▶ Material supplied
* begin *

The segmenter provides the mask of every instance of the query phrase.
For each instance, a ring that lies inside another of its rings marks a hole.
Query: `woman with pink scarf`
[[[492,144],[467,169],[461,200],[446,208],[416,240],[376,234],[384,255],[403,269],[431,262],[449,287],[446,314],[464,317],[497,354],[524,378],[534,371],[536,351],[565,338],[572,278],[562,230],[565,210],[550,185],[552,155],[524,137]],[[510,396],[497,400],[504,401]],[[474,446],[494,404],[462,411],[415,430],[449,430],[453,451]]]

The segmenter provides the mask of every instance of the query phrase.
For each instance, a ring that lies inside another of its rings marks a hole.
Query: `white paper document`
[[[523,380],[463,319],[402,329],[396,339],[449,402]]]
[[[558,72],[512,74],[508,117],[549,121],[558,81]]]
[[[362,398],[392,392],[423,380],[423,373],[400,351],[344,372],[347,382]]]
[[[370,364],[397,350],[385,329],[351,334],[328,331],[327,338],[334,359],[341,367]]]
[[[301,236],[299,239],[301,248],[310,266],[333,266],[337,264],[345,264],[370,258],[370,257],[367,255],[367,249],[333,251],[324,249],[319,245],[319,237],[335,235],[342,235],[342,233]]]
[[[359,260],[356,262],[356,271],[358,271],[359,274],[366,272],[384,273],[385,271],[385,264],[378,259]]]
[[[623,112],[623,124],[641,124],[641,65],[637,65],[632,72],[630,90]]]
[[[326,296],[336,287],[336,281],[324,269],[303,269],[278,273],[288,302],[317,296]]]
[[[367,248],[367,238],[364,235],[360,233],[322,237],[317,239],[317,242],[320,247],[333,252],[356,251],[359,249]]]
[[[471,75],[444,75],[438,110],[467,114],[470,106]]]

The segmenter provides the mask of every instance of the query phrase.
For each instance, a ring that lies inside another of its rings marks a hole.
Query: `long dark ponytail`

* end *

▶ What is expected
Reproduce every line of the listing above without changing anything.

▶ Task result
The segmenter provides the mask of every instance of the query phrase.
For each instance, a ring that lies inside another of its rings marks a hole.
Query: `woman with pink scarf`
[[[492,144],[467,169],[461,200],[446,208],[416,240],[376,234],[384,255],[403,269],[431,262],[449,287],[446,314],[464,317],[497,354],[524,378],[534,371],[536,351],[565,338],[572,278],[562,230],[565,210],[550,185],[552,155],[524,137]],[[510,396],[497,400],[504,401]],[[474,446],[494,404],[462,411],[415,430],[449,430],[453,451]]]

The segmenter provides the mask of every instance of the query phrase.
For each instance, a ring that lies inside another of its rings marks a hole.
Query: `white paper document`
[[[523,380],[463,319],[402,329],[396,339],[449,402]]]
[[[558,72],[512,74],[508,117],[549,121],[558,81]]]
[[[362,398],[392,392],[423,380],[423,373],[400,351],[344,372],[347,382]]]
[[[370,364],[397,350],[385,329],[351,334],[328,331],[327,338],[334,359],[341,367]]]
[[[301,236],[299,239],[301,248],[310,266],[333,266],[337,264],[345,264],[370,258],[370,257],[367,255],[367,249],[333,251],[324,249],[319,245],[319,237],[335,235],[342,235],[342,233]]]
[[[359,260],[356,262],[356,271],[358,271],[359,274],[366,272],[384,273],[385,271],[385,264],[378,259]]]
[[[623,112],[623,124],[641,124],[641,65],[637,65],[632,72],[630,90]]]
[[[326,296],[336,287],[336,281],[324,269],[303,269],[278,273],[288,302],[317,296]]]
[[[367,248],[367,238],[364,235],[360,233],[322,237],[317,239],[317,242],[320,247],[333,252],[356,251],[359,249]]]
[[[471,75],[444,75],[438,110],[467,114],[470,106]]]

The segmenter provides the mask of every instance of the query phrase.
For each instance, a ring that lies inside another of its rings marks a hole.
Query: `long dark ponytail`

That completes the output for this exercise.